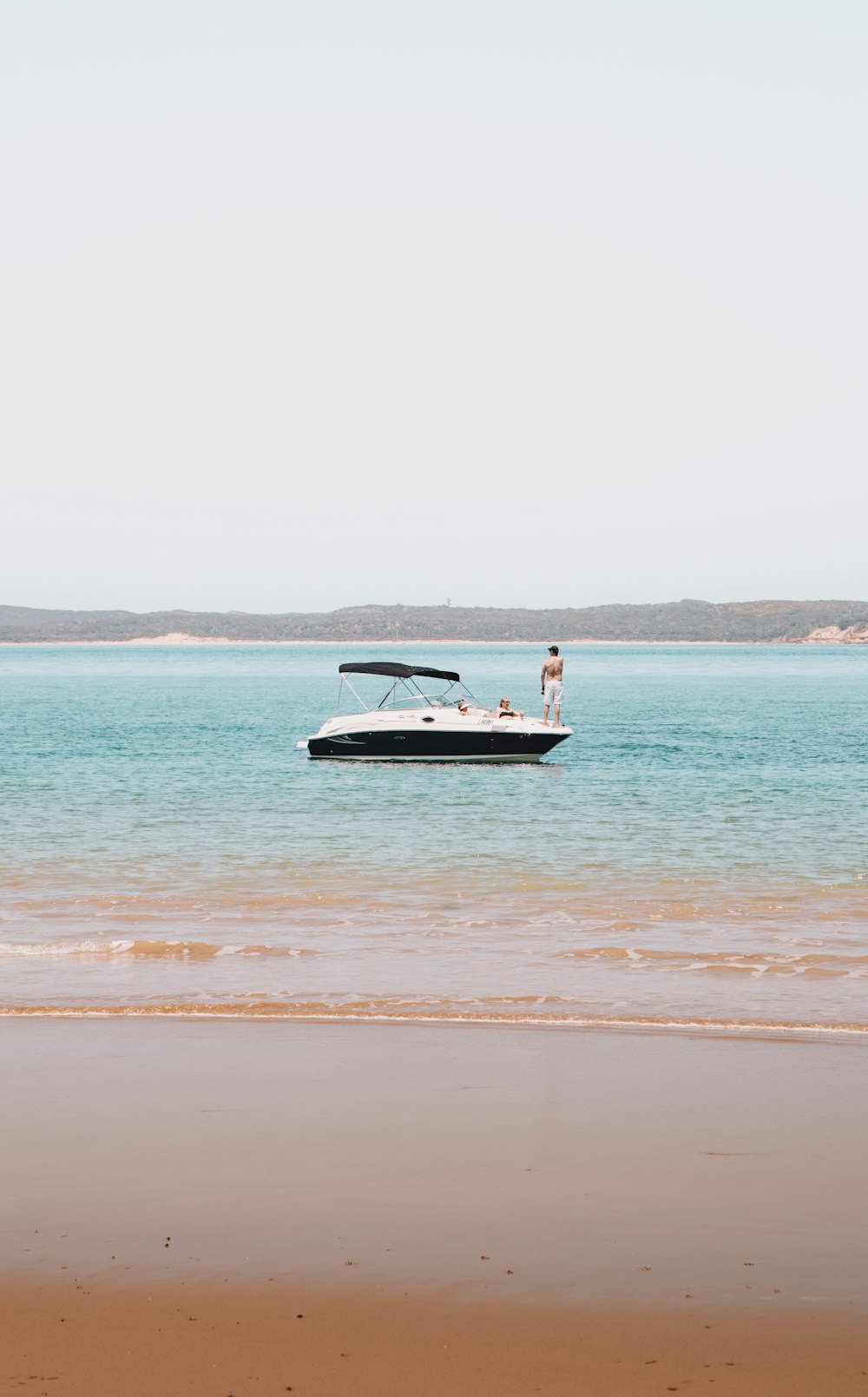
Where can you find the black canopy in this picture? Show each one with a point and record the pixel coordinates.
(385, 667)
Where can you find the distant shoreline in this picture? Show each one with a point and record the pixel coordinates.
(194, 642)
(665, 623)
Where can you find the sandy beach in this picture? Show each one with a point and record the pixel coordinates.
(466, 1210)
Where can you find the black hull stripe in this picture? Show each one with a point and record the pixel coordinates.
(437, 747)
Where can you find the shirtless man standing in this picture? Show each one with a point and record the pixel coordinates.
(553, 685)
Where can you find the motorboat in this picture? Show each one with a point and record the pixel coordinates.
(413, 724)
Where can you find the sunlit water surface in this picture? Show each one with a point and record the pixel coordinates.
(697, 853)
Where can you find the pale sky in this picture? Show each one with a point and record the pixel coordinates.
(530, 305)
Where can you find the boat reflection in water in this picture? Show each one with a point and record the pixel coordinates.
(412, 724)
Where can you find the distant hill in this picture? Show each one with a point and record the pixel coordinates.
(687, 621)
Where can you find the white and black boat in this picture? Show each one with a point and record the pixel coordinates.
(411, 724)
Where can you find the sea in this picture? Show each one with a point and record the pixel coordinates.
(695, 857)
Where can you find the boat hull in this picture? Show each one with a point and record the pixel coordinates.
(436, 747)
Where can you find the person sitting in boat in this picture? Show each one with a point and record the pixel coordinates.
(505, 711)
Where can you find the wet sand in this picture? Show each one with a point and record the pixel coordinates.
(475, 1210)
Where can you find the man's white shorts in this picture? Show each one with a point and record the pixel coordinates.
(555, 692)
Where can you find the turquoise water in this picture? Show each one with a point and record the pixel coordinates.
(698, 851)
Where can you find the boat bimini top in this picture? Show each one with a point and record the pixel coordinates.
(405, 689)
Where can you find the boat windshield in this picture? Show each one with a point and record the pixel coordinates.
(416, 692)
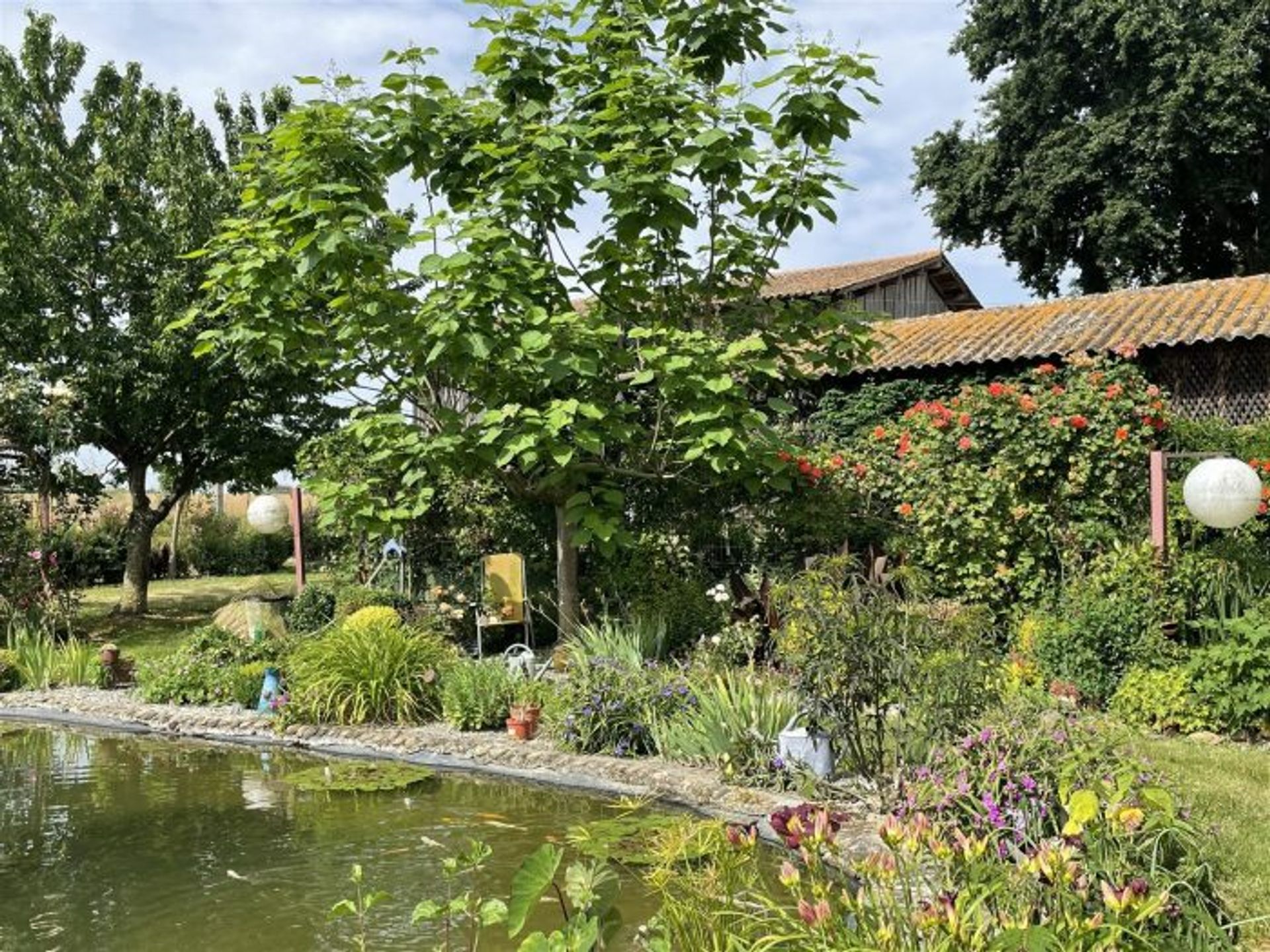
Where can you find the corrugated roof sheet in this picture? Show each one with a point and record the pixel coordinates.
(1173, 314)
(846, 277)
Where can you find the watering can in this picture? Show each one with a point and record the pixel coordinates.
(812, 749)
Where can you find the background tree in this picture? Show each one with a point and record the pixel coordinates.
(97, 220)
(1128, 140)
(633, 114)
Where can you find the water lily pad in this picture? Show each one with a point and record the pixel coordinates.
(646, 840)
(360, 776)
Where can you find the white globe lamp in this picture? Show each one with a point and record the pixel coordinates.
(1222, 493)
(267, 514)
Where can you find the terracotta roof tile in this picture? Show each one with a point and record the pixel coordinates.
(1173, 314)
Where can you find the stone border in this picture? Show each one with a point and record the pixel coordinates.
(436, 746)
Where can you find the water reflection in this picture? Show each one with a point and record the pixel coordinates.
(114, 842)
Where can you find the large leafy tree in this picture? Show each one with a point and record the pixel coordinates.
(596, 218)
(95, 223)
(1124, 140)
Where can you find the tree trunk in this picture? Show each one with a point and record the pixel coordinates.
(173, 569)
(135, 594)
(567, 576)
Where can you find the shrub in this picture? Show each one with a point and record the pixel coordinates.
(210, 668)
(607, 707)
(9, 676)
(732, 723)
(371, 668)
(1107, 621)
(222, 545)
(476, 695)
(95, 553)
(1232, 673)
(887, 677)
(312, 610)
(352, 598)
(1161, 699)
(661, 578)
(995, 488)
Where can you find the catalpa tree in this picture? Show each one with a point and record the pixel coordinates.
(596, 216)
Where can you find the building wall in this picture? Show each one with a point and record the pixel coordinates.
(910, 296)
(1227, 379)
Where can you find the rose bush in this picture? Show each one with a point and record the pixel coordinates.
(994, 491)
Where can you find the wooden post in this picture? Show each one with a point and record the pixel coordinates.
(298, 535)
(1160, 503)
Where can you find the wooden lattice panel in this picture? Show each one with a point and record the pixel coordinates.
(1227, 379)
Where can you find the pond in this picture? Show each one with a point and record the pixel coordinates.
(142, 843)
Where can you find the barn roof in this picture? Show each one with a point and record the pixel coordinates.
(857, 276)
(1199, 311)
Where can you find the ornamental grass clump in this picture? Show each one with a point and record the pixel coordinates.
(476, 695)
(370, 669)
(733, 724)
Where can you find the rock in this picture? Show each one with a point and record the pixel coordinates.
(241, 616)
(1206, 738)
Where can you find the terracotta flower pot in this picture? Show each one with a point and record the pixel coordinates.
(521, 730)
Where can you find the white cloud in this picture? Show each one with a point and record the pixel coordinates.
(197, 46)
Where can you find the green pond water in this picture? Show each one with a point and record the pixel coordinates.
(148, 844)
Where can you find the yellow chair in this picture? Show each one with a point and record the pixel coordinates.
(505, 597)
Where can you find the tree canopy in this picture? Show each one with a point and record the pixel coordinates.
(1127, 140)
(595, 219)
(95, 223)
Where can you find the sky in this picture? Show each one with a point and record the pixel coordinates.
(197, 46)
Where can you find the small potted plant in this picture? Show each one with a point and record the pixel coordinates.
(527, 703)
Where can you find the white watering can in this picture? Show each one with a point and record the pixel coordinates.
(812, 749)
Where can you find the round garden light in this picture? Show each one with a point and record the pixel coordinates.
(267, 514)
(1222, 493)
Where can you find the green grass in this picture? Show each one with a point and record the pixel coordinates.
(175, 608)
(1230, 786)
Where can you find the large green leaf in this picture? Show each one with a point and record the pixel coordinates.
(530, 883)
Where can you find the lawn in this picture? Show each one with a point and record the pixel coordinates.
(175, 607)
(1230, 786)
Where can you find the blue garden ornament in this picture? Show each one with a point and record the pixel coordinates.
(272, 695)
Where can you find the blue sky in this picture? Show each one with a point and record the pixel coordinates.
(197, 46)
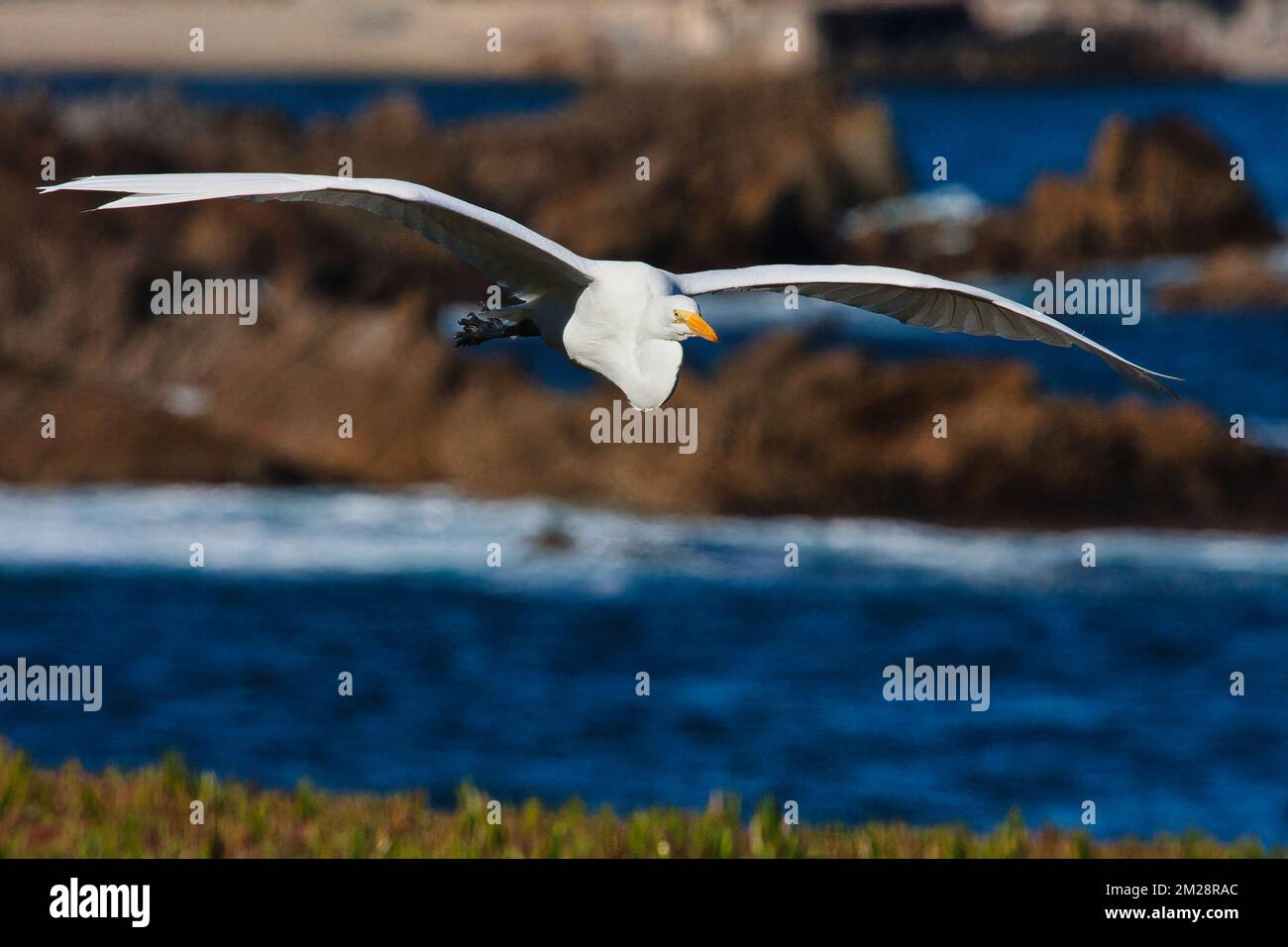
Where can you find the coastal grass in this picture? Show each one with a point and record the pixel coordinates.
(143, 813)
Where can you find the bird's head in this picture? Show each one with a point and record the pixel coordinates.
(681, 320)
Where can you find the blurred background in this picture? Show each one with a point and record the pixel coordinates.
(369, 554)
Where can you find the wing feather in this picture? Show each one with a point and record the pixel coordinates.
(917, 299)
(510, 253)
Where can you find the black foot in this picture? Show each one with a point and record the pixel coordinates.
(476, 330)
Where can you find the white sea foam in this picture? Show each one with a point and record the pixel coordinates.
(544, 544)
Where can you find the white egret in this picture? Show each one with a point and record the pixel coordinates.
(622, 320)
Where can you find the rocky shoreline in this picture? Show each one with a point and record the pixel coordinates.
(349, 303)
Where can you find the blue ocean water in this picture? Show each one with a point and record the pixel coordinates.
(1107, 684)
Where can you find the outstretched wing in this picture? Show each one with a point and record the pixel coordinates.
(510, 253)
(915, 299)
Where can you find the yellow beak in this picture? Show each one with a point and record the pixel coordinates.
(697, 324)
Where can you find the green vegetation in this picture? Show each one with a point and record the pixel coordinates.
(146, 813)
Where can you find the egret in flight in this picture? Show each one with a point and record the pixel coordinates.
(619, 318)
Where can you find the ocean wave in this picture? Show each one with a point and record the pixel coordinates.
(540, 543)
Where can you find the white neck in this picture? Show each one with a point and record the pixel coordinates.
(651, 379)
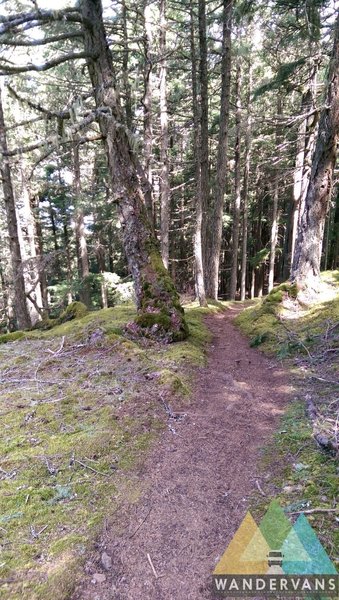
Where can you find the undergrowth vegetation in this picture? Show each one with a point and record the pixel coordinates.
(303, 455)
(79, 409)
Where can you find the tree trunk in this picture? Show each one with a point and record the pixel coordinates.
(125, 65)
(215, 219)
(204, 153)
(147, 101)
(29, 255)
(198, 257)
(20, 304)
(248, 148)
(165, 192)
(274, 226)
(39, 251)
(79, 229)
(307, 258)
(237, 197)
(157, 299)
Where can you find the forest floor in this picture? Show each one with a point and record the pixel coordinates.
(126, 466)
(197, 481)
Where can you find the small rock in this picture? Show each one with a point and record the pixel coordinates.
(106, 561)
(98, 578)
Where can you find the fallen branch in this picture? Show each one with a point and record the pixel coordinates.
(141, 524)
(310, 511)
(88, 467)
(152, 566)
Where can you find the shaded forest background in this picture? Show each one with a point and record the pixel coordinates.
(220, 102)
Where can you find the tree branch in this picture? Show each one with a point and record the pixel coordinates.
(45, 66)
(44, 41)
(40, 16)
(64, 114)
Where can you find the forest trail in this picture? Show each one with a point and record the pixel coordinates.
(197, 480)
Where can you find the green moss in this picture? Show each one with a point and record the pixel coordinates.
(174, 383)
(314, 486)
(44, 428)
(148, 319)
(11, 337)
(275, 296)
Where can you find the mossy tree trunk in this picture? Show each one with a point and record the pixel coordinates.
(20, 304)
(237, 186)
(307, 257)
(218, 200)
(197, 243)
(157, 299)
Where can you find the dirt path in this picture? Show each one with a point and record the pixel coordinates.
(197, 480)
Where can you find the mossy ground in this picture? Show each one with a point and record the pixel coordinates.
(79, 408)
(296, 470)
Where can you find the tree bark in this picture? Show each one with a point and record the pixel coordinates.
(197, 243)
(204, 149)
(215, 219)
(165, 192)
(157, 299)
(79, 229)
(147, 102)
(20, 304)
(274, 226)
(237, 188)
(125, 65)
(247, 161)
(307, 258)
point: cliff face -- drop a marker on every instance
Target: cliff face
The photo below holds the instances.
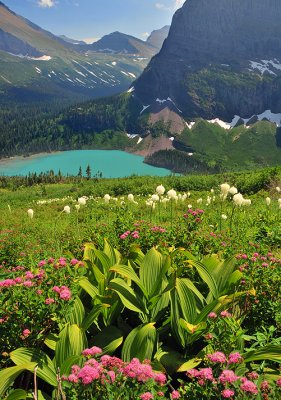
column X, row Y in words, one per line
column 221, row 57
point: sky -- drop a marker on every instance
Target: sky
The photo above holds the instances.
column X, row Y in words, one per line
column 92, row 19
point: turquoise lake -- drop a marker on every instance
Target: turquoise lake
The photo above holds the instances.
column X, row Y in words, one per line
column 111, row 163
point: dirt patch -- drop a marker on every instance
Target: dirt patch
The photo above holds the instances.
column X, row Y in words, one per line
column 168, row 116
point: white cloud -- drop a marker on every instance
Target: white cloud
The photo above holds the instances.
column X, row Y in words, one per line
column 145, row 35
column 172, row 6
column 46, row 3
column 178, row 4
column 90, row 40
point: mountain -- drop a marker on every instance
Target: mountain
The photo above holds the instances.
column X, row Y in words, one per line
column 72, row 41
column 37, row 65
column 120, row 43
column 221, row 58
column 157, row 37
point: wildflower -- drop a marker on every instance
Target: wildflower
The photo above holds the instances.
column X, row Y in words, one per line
column 227, row 393
column 224, row 190
column 225, row 314
column 50, row 300
column 65, row 293
column 146, row 396
column 155, row 197
column 265, row 386
column 106, row 198
column 172, row 194
column 212, row 315
column 160, row 190
column 238, row 199
column 26, row 333
column 66, row 209
column 218, row 356
column 160, row 378
column 228, row 376
column 175, row 394
column 30, row 213
column 248, row 386
column 233, row 190
column 88, row 374
column 92, row 351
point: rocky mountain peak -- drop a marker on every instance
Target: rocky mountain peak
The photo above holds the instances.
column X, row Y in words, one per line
column 218, row 52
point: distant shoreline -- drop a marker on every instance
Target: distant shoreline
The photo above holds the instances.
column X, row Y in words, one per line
column 29, row 157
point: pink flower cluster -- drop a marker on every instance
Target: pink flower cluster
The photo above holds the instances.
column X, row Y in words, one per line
column 134, row 235
column 108, row 369
column 158, row 229
column 63, row 291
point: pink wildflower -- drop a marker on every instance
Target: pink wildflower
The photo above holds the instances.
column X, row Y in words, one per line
column 206, row 374
column 50, row 300
column 218, row 356
column 225, row 314
column 253, row 375
column 26, row 333
column 92, row 351
column 227, row 393
column 265, row 386
column 65, row 294
column 234, row 358
column 88, row 374
column 27, row 283
column 228, row 376
column 248, row 386
column 73, row 378
column 192, row 373
column 160, row 378
column 146, row 396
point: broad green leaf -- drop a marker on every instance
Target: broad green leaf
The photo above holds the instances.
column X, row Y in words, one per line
column 46, row 369
column 77, row 313
column 190, row 328
column 112, row 253
column 93, row 315
column 152, row 269
column 140, row 343
column 85, row 284
column 128, row 272
column 177, row 330
column 127, row 295
column 17, row 394
column 186, row 298
column 189, row 364
column 270, row 352
column 65, row 368
column 72, row 341
column 8, row 375
column 51, row 340
column 170, row 359
column 109, row 339
column 207, row 277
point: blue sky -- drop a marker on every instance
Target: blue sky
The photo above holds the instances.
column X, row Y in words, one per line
column 81, row 19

ASSIGNMENT »
Your answer should be the line with "point: pink wildflower" and all lines after it in the listing above, repeated exactly. No other lines belong.

ANSWER BOX »
point: pink wildflower -- drop a marker on every instance
Target: pink wildflower
The photo above holds the instances.
column X, row Y in words, one per line
column 206, row 374
column 50, row 300
column 218, row 356
column 225, row 314
column 253, row 375
column 26, row 333
column 92, row 351
column 227, row 393
column 265, row 386
column 65, row 294
column 234, row 358
column 88, row 374
column 27, row 283
column 228, row 376
column 248, row 386
column 73, row 378
column 192, row 373
column 160, row 378
column 146, row 396
point: broad green leaf -- drop a marker on every instance
Target: broad green leaf
The photo above holds the instances.
column X, row Y in words, one per line
column 46, row 369
column 77, row 313
column 190, row 328
column 112, row 253
column 93, row 315
column 152, row 269
column 140, row 343
column 85, row 284
column 128, row 272
column 177, row 330
column 127, row 295
column 17, row 394
column 186, row 298
column 189, row 364
column 270, row 352
column 65, row 368
column 72, row 341
column 8, row 375
column 51, row 340
column 170, row 359
column 109, row 339
column 207, row 277
point: blue sky -- drop a marker on every instance
Target: blue sky
The photo above holds the instances.
column X, row Y in words, one per line
column 81, row 19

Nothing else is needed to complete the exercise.